◆ Problem details
Scale the data from its first line through the line containing "top-left (0, 0), bottom-right (386, 90)", writing out every line again. Multiply each coordinate of the detected bounding boxes by 1.9 and round to whole numbers, with halves rounding up, but leave the "#detect" lines and the repeated format line with its sample coordinates unchanged.
+++ Supplied material
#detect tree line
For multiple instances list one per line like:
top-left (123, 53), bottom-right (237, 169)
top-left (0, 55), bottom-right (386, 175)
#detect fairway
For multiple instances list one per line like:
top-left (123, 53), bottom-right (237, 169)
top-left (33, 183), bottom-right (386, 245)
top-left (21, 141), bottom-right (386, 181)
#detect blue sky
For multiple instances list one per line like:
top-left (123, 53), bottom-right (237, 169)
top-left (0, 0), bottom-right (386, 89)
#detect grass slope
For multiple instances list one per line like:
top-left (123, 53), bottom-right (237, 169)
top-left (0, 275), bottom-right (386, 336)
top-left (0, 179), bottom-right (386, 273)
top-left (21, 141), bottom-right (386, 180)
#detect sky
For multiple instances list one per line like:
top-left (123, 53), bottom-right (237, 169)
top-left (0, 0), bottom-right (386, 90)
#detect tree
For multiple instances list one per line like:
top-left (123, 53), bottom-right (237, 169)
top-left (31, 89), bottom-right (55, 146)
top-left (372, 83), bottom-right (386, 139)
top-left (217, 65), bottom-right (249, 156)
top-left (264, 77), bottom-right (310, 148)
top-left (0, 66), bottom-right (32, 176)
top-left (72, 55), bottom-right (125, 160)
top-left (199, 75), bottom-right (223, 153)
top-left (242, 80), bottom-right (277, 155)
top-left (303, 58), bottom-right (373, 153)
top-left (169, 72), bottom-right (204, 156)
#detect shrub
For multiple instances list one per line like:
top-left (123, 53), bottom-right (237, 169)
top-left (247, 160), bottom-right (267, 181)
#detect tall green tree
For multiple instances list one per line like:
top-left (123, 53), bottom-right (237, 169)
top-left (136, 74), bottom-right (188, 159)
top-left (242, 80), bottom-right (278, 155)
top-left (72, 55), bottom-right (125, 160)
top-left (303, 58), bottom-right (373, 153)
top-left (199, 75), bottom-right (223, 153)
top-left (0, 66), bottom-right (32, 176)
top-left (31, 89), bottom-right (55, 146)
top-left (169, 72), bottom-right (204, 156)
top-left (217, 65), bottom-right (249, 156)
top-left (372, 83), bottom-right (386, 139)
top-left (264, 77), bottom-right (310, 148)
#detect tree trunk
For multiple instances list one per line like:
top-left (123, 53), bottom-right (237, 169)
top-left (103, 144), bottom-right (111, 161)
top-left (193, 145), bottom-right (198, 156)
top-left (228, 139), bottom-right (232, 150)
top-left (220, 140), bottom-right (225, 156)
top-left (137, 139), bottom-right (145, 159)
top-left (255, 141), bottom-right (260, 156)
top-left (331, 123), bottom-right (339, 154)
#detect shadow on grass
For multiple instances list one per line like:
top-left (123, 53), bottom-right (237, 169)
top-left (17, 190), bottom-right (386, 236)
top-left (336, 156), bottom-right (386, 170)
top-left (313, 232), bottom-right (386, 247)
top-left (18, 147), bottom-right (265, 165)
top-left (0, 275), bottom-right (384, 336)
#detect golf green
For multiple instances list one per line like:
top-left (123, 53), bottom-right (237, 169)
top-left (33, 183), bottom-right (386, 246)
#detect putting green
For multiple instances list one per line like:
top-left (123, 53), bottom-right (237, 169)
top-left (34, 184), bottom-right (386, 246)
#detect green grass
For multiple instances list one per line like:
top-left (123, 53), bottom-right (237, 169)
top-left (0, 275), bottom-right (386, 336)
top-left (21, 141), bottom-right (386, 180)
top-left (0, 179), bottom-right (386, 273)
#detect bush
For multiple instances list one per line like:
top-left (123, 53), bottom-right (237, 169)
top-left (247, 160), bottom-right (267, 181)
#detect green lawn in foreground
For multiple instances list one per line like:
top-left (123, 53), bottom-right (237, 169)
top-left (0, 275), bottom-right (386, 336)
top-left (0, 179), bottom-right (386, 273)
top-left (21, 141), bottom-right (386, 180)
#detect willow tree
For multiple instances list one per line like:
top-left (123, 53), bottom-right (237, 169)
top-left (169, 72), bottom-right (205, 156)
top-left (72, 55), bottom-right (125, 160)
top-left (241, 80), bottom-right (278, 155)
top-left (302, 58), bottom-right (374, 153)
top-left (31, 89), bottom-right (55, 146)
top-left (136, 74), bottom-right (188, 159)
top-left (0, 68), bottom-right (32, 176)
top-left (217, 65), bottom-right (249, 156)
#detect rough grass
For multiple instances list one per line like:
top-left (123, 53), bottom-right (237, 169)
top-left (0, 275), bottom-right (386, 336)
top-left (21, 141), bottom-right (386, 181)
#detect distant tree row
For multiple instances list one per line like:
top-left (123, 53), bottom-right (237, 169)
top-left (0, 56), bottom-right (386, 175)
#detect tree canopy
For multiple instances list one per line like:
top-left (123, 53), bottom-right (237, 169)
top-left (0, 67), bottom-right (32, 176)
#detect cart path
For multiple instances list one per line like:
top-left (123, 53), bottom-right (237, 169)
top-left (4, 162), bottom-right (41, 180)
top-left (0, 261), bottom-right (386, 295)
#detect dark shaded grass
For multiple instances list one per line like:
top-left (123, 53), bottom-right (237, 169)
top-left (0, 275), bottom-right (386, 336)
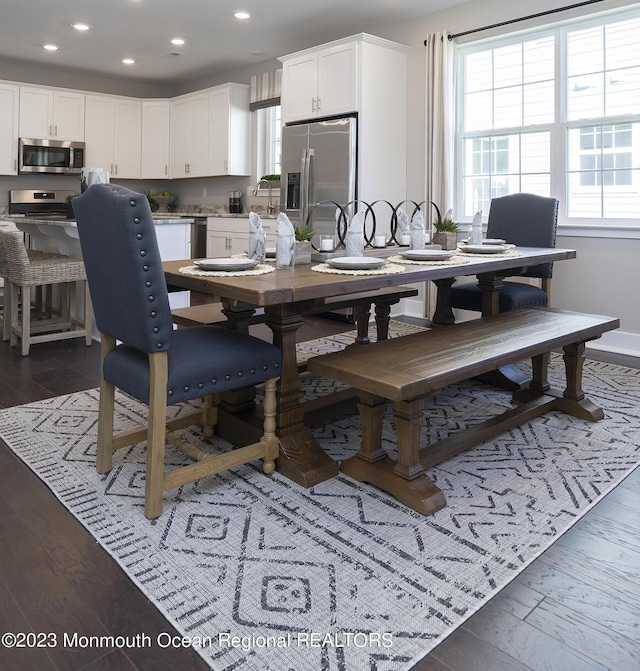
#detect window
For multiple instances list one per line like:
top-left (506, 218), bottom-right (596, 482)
top-left (456, 10), bottom-right (640, 226)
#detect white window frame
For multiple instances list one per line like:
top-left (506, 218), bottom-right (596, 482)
top-left (454, 7), bottom-right (640, 238)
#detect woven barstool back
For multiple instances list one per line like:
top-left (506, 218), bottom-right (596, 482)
top-left (0, 231), bottom-right (92, 356)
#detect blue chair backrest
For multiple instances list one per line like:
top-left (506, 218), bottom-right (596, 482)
top-left (487, 193), bottom-right (558, 277)
top-left (73, 184), bottom-right (173, 352)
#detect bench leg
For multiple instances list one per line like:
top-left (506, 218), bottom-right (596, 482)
top-left (340, 391), bottom-right (447, 515)
top-left (557, 342), bottom-right (604, 422)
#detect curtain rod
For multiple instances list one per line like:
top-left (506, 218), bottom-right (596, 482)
top-left (424, 0), bottom-right (603, 47)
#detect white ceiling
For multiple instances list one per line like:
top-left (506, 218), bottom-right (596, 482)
top-left (0, 0), bottom-right (467, 83)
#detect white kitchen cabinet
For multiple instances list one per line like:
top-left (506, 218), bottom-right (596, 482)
top-left (209, 84), bottom-right (251, 176)
top-left (0, 82), bottom-right (20, 175)
top-left (171, 91), bottom-right (210, 178)
top-left (207, 217), bottom-right (276, 259)
top-left (85, 95), bottom-right (142, 179)
top-left (280, 33), bottom-right (408, 222)
top-left (280, 38), bottom-right (360, 123)
top-left (141, 100), bottom-right (171, 179)
top-left (19, 86), bottom-right (85, 142)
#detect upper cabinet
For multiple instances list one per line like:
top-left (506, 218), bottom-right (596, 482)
top-left (171, 84), bottom-right (251, 179)
top-left (141, 100), bottom-right (171, 179)
top-left (85, 95), bottom-right (142, 179)
top-left (209, 84), bottom-right (251, 175)
top-left (280, 38), bottom-right (359, 123)
top-left (171, 92), bottom-right (210, 178)
top-left (0, 82), bottom-right (20, 175)
top-left (19, 86), bottom-right (85, 142)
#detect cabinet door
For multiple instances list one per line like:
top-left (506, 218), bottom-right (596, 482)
top-left (141, 100), bottom-right (171, 179)
top-left (53, 91), bottom-right (85, 142)
top-left (209, 90), bottom-right (231, 175)
top-left (187, 94), bottom-right (210, 177)
top-left (282, 53), bottom-right (318, 123)
top-left (84, 96), bottom-right (115, 176)
top-left (113, 100), bottom-right (142, 179)
top-left (20, 86), bottom-right (53, 140)
top-left (0, 84), bottom-right (20, 175)
top-left (316, 44), bottom-right (358, 117)
top-left (171, 99), bottom-right (191, 177)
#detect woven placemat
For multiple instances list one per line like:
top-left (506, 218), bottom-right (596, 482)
top-left (311, 263), bottom-right (404, 275)
top-left (178, 263), bottom-right (275, 277)
top-left (389, 255), bottom-right (469, 266)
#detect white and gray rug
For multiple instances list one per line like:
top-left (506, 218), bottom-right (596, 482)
top-left (0, 334), bottom-right (640, 671)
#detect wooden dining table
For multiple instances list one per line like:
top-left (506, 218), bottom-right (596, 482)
top-left (163, 248), bottom-right (576, 487)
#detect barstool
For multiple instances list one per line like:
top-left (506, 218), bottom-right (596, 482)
top-left (0, 231), bottom-right (92, 356)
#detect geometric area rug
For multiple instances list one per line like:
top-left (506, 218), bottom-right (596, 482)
top-left (0, 342), bottom-right (640, 671)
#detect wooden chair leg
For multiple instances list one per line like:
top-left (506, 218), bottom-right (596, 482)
top-left (83, 280), bottom-right (93, 347)
top-left (144, 352), bottom-right (168, 520)
top-left (20, 286), bottom-right (31, 356)
top-left (96, 333), bottom-right (116, 473)
top-left (262, 378), bottom-right (280, 475)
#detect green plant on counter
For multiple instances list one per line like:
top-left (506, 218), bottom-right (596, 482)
top-left (293, 226), bottom-right (313, 242)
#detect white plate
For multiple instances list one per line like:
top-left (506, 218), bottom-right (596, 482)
top-left (400, 249), bottom-right (455, 261)
top-left (325, 256), bottom-right (387, 270)
top-left (460, 245), bottom-right (508, 254)
top-left (193, 259), bottom-right (258, 271)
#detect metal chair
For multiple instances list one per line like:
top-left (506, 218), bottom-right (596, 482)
top-left (451, 193), bottom-right (558, 312)
top-left (0, 231), bottom-right (92, 356)
top-left (73, 184), bottom-right (282, 519)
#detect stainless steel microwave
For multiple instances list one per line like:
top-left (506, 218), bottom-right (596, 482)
top-left (18, 137), bottom-right (85, 175)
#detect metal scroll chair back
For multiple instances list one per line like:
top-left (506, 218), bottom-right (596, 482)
top-left (73, 184), bottom-right (281, 519)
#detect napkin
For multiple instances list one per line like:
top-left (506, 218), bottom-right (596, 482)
top-left (248, 212), bottom-right (266, 261)
top-left (470, 210), bottom-right (482, 245)
top-left (276, 212), bottom-right (296, 268)
top-left (346, 211), bottom-right (364, 256)
top-left (397, 208), bottom-right (410, 240)
top-left (411, 210), bottom-right (426, 249)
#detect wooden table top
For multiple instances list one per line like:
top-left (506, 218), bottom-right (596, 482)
top-left (163, 247), bottom-right (576, 306)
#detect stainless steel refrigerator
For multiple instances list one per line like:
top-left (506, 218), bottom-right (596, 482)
top-left (280, 116), bottom-right (357, 249)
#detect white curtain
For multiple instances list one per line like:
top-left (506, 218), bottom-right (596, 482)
top-left (424, 31), bottom-right (456, 318)
top-left (425, 31), bottom-right (455, 223)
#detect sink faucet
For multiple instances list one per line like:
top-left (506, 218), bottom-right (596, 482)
top-left (253, 179), bottom-right (276, 214)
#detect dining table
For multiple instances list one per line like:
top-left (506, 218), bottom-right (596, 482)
top-left (163, 247), bottom-right (576, 487)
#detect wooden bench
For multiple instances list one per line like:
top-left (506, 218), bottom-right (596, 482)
top-left (308, 308), bottom-right (620, 514)
top-left (171, 287), bottom-right (418, 344)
++++++
◆ Full answer
#detect tree line
For multiple instances list one per line like:
top-left (123, 53), bottom-right (237, 169)
top-left (0, 105), bottom-right (733, 333)
#detect fairway
For multiple instances list one per line like:
top-left (123, 53), bottom-right (237, 169)
top-left (63, 348), bottom-right (733, 466)
top-left (40, 268), bottom-right (733, 344)
#detect blue sky
For multiple instances list one per line like:
top-left (123, 53), bottom-right (237, 169)
top-left (0, 0), bottom-right (733, 169)
#detect grass slope
For multiple instances list one per line like:
top-left (123, 53), bottom-right (237, 169)
top-left (0, 523), bottom-right (733, 638)
top-left (0, 340), bottom-right (733, 519)
top-left (40, 268), bottom-right (733, 342)
#detect sky
For multiple instances list one per line like:
top-left (123, 53), bottom-right (237, 169)
top-left (0, 0), bottom-right (733, 171)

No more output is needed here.